-------- Given data

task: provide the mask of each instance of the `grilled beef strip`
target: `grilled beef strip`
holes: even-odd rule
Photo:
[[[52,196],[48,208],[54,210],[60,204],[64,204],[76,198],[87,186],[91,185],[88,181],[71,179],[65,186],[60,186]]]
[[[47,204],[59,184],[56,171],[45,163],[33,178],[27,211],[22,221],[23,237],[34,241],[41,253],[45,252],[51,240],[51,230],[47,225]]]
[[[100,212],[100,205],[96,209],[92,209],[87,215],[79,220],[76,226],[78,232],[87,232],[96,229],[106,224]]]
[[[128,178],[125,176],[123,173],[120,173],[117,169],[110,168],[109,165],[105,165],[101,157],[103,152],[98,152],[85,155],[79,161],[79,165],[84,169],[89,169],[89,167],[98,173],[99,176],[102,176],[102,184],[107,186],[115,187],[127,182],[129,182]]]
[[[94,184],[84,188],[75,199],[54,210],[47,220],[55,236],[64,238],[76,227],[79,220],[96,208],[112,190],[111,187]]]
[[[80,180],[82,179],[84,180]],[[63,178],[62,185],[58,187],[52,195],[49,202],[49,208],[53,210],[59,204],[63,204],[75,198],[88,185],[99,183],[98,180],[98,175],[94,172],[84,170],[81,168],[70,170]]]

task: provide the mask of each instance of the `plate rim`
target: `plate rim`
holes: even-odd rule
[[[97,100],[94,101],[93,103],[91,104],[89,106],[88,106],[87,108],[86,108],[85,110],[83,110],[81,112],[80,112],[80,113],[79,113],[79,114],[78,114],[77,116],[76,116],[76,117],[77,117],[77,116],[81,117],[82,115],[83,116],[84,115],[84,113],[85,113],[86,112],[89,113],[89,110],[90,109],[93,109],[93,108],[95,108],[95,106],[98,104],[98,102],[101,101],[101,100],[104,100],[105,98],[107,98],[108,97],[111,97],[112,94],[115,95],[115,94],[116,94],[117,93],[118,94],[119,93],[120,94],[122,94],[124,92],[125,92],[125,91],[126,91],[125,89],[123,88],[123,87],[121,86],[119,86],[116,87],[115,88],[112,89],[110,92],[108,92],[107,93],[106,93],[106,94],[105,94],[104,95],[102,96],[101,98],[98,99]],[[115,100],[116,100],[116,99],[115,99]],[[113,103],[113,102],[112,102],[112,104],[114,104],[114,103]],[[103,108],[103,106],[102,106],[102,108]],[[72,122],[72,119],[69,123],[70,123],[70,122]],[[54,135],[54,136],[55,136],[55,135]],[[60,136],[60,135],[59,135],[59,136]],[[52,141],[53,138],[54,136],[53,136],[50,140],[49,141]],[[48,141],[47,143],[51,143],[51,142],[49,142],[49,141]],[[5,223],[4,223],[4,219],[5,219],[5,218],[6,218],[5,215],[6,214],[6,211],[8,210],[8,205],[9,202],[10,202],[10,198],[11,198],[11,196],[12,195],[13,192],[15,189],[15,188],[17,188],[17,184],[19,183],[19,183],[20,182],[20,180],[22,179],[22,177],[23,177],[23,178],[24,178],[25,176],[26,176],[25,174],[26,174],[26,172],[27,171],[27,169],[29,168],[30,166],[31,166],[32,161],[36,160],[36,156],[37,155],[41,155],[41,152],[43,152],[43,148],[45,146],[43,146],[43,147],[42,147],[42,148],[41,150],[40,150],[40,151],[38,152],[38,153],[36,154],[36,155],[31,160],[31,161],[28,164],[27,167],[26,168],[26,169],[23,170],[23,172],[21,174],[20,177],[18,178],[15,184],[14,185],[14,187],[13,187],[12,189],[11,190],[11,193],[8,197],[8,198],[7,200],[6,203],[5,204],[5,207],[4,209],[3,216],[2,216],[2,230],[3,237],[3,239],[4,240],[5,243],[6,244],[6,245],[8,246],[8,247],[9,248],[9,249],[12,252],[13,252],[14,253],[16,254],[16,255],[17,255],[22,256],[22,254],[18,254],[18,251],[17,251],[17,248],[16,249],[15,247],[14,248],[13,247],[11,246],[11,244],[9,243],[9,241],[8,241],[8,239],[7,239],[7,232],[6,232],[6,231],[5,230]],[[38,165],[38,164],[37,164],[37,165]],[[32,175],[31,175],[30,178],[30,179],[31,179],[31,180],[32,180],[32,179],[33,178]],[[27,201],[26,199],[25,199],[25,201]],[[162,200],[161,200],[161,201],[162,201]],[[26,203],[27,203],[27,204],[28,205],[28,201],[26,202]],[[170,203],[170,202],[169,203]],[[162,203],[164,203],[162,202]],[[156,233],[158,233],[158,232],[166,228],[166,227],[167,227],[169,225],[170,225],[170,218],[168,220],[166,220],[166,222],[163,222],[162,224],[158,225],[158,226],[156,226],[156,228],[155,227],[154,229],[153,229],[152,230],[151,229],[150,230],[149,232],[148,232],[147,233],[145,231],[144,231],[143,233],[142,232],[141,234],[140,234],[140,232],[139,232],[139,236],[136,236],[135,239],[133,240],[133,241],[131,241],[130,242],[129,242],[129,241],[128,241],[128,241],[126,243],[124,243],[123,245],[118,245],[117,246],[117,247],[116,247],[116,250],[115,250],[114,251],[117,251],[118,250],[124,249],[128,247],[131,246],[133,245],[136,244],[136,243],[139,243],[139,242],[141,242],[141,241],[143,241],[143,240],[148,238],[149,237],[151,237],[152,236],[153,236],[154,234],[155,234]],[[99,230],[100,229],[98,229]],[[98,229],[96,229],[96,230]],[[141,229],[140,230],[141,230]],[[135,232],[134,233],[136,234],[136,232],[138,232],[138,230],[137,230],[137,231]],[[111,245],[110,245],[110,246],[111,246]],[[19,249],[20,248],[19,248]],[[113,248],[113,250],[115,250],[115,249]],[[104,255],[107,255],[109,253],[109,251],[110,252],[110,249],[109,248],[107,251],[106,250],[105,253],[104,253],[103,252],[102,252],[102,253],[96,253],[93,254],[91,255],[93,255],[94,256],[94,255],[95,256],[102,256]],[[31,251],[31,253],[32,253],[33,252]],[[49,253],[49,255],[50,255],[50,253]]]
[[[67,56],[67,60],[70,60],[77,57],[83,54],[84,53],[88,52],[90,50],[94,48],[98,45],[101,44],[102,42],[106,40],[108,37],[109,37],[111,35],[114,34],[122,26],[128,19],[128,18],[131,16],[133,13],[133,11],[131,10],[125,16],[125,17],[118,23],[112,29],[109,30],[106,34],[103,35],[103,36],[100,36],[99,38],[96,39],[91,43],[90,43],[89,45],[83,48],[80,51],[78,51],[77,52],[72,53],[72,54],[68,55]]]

----------------

Requirements ->
Restate the data above word for word, please.

The reply ->
task: provide the mask of each instance of the `grilled beef strip`
target: `grilled beef strip`
holes: even-odd rule
Photo:
[[[52,196],[48,208],[54,210],[60,204],[64,204],[76,198],[87,186],[91,185],[88,181],[71,179],[65,186],[60,186]]]
[[[47,204],[59,184],[56,171],[45,163],[33,178],[27,211],[22,221],[23,237],[34,241],[41,253],[45,252],[51,240],[51,230],[47,225]]]
[[[100,212],[100,205],[96,209],[92,209],[87,215],[79,220],[76,226],[78,232],[87,232],[96,229],[106,224]]]
[[[128,178],[125,176],[123,173],[120,173],[117,169],[110,168],[109,165],[105,165],[101,157],[103,152],[98,152],[85,155],[79,161],[79,165],[84,169],[89,169],[89,167],[98,173],[99,176],[102,176],[102,184],[107,186],[115,187],[127,182],[129,182]]]
[[[94,184],[84,188],[75,199],[54,210],[47,220],[55,236],[64,238],[76,227],[79,220],[96,208],[112,190],[111,187]]]
[[[80,180],[82,179],[84,180]],[[63,178],[62,185],[58,187],[52,195],[49,202],[49,208],[53,210],[59,204],[63,204],[75,198],[88,185],[99,183],[98,180],[98,175],[94,172],[84,170],[81,168],[70,170]]]

task: provide the mask of each instance of the `plate rim`
target: `plate rim`
holes: even-odd rule
[[[97,100],[94,101],[93,103],[91,104],[89,106],[88,106],[87,108],[86,108],[85,110],[83,110],[81,112],[80,112],[80,113],[79,113],[79,114],[78,114],[77,116],[76,116],[76,117],[77,117],[77,116],[81,117],[82,115],[83,116],[84,115],[84,113],[85,113],[86,112],[89,113],[89,110],[90,109],[93,109],[93,108],[95,108],[95,106],[98,104],[98,102],[101,101],[101,100],[104,100],[105,98],[107,98],[108,97],[111,97],[112,94],[115,95],[115,94],[116,94],[117,93],[118,94],[119,93],[120,94],[122,94],[124,92],[125,92],[125,91],[126,91],[125,89],[123,88],[123,87],[121,86],[119,86],[116,87],[115,88],[112,89],[110,92],[108,92],[107,93],[106,93],[106,94],[105,94],[104,95],[102,96],[101,98],[98,99]],[[115,100],[116,100],[116,99],[115,99]],[[113,103],[113,102],[112,102],[112,104],[114,104],[114,103]],[[103,108],[103,106],[102,106],[102,108]],[[72,122],[72,119],[69,123],[70,123],[70,122]],[[54,135],[54,136],[55,136],[55,135]],[[60,136],[60,135],[59,135],[59,136]],[[52,141],[53,138],[54,136],[53,136],[50,140],[49,141]],[[48,141],[47,143],[51,143],[51,142],[49,142],[49,141]],[[5,223],[4,223],[4,219],[5,219],[5,218],[6,218],[5,215],[6,214],[6,211],[8,210],[8,205],[9,202],[10,202],[10,198],[11,198],[11,196],[12,195],[13,192],[15,189],[15,188],[17,188],[17,184],[19,183],[19,183],[20,182],[20,180],[22,179],[22,177],[23,177],[23,178],[24,178],[25,176],[26,176],[25,174],[26,174],[26,172],[27,171],[27,169],[29,168],[30,166],[31,166],[32,161],[36,160],[36,156],[37,155],[41,155],[41,152],[43,152],[43,148],[45,146],[43,146],[43,147],[42,147],[42,148],[41,150],[40,150],[40,151],[38,152],[38,153],[36,154],[36,155],[31,160],[31,161],[28,164],[27,167],[26,168],[26,169],[23,170],[23,172],[21,174],[20,177],[18,178],[15,184],[14,185],[14,187],[13,187],[12,189],[11,190],[11,193],[8,197],[8,198],[7,200],[6,203],[5,204],[5,207],[4,209],[3,216],[2,216],[2,230],[3,237],[3,239],[4,240],[5,243],[6,244],[6,245],[8,246],[8,247],[9,248],[9,249],[12,252],[13,252],[14,253],[16,254],[16,255],[17,255],[22,256],[22,254],[18,254],[18,251],[17,251],[17,248],[16,249],[15,247],[14,248],[13,247],[11,246],[11,244],[9,243],[9,241],[8,241],[8,239],[7,239],[7,232],[6,232],[6,231],[5,230]],[[38,165],[38,164],[37,164],[37,165]],[[32,175],[31,175],[30,178],[30,179],[31,179],[31,180],[32,180],[32,179],[33,178]],[[27,201],[26,199],[25,199],[25,201]],[[162,200],[161,200],[161,201],[162,201]],[[26,203],[27,203],[27,204],[28,205],[28,201],[26,202]],[[170,203],[170,202],[169,203]],[[162,203],[164,203],[162,202]],[[156,233],[158,233],[158,232],[166,228],[166,227],[167,227],[169,225],[170,225],[170,218],[168,220],[166,220],[166,222],[163,222],[162,224],[158,225],[158,226],[156,226],[156,228],[155,227],[154,229],[153,229],[152,230],[151,229],[150,230],[149,232],[148,232],[147,233],[145,231],[144,231],[143,233],[142,232],[141,234],[140,234],[140,232],[139,232],[139,236],[136,236],[135,239],[133,240],[133,241],[131,241],[130,242],[129,242],[129,241],[128,241],[128,241],[126,243],[124,243],[123,245],[118,245],[117,246],[117,247],[116,247],[116,250],[115,250],[114,251],[117,251],[118,250],[124,249],[128,247],[131,246],[133,245],[136,244],[136,243],[139,243],[139,242],[141,242],[141,241],[143,241],[143,240],[148,238],[149,237],[151,237],[152,236],[153,236],[154,234],[155,234]],[[99,230],[100,229],[98,229]],[[98,229],[96,229],[96,230]],[[141,229],[140,230],[141,230]],[[135,232],[134,233],[136,234],[136,232],[138,232],[138,230],[137,230],[137,231]],[[111,245],[110,245],[110,246],[111,246]],[[19,249],[20,248],[19,248]],[[113,248],[113,250],[115,250],[115,249]],[[104,255],[107,255],[109,253],[109,251],[110,252],[110,249],[109,248],[107,251],[106,250],[105,253],[104,253],[103,252],[102,252],[102,253],[96,253],[93,254],[91,255],[93,255],[94,256],[94,255],[95,256],[102,256]],[[31,251],[31,253],[32,253],[33,252]],[[49,253],[49,255],[50,255],[50,253]]]
[[[67,56],[67,60],[70,60],[77,57],[83,54],[84,53],[88,52],[90,50],[94,48],[98,45],[101,44],[102,42],[106,40],[108,37],[109,37],[111,35],[114,34],[122,26],[128,19],[128,18],[131,16],[133,13],[133,11],[131,10],[125,16],[125,17],[118,23],[112,29],[109,30],[106,34],[103,35],[103,36],[100,36],[99,38],[96,39],[91,43],[90,43],[89,45],[83,48],[80,51],[78,51],[77,52],[72,53],[72,54],[68,55]]]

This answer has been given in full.